PROBLEM TO SOLVE: What the task needs is every record repeated exactly, nothing more.

--- START ---

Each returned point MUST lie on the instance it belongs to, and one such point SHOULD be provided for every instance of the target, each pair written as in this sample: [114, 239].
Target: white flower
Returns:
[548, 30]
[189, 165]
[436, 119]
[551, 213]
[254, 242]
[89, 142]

--- END ---

ANSWER TO THIS PROBLEM:
Each returned point MUST lie on the instance it belongs to, and one such point SHOULD be provided for every instance of the target, each pair written as in this sample: [114, 239].
Target: white flower
Returns:
[548, 30]
[189, 165]
[436, 119]
[551, 213]
[254, 242]
[89, 142]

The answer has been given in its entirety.